-- Opening Marker --

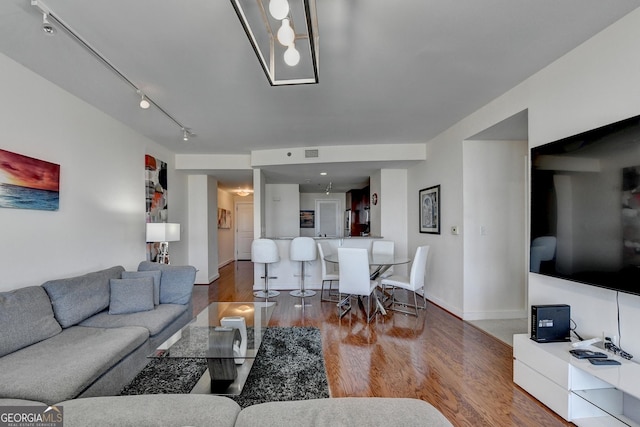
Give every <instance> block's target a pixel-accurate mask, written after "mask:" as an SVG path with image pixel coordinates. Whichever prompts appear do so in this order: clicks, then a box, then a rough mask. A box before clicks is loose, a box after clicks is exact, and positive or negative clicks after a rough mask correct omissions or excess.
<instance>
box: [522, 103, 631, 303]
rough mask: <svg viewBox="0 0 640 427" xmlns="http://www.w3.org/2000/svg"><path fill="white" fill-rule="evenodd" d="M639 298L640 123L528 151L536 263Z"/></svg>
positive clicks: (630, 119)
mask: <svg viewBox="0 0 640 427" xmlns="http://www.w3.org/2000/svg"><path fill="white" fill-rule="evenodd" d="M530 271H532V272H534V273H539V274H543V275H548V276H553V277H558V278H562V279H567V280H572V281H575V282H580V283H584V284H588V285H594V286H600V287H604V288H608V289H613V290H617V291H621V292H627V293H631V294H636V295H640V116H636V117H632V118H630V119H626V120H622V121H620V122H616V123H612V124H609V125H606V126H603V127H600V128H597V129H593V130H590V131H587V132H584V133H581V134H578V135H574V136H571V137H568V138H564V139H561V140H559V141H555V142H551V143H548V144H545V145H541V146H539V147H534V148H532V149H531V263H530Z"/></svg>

-- Closing Marker --
-- Opening Marker --

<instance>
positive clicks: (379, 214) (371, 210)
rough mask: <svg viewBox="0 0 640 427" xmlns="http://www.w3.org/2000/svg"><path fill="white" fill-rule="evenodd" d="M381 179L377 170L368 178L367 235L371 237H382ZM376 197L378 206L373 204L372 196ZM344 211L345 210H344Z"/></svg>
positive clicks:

-- Closing Marker --
-- Opening Marker --

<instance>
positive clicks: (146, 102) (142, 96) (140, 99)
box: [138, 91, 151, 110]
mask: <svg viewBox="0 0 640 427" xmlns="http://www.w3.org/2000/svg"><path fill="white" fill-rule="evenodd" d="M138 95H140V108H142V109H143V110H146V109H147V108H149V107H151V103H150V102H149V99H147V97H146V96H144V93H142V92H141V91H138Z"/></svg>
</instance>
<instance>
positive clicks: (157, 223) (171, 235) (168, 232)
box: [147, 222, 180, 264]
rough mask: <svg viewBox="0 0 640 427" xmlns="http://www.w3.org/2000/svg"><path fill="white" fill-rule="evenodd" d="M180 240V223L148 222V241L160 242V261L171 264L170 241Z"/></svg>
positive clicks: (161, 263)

-- Closing Marker --

From the material above, set down exactly the lines between the line holding "240V223L148 222V241L160 242V261L171" and the line holding "positive clicks: (161, 263)", inclusive. Include nothing else.

> **WRITTEN SOLUTION**:
rough mask: <svg viewBox="0 0 640 427" xmlns="http://www.w3.org/2000/svg"><path fill="white" fill-rule="evenodd" d="M180 240V223L148 222V241L160 242V261L171 264L170 241Z"/></svg>
positive clicks: (161, 263)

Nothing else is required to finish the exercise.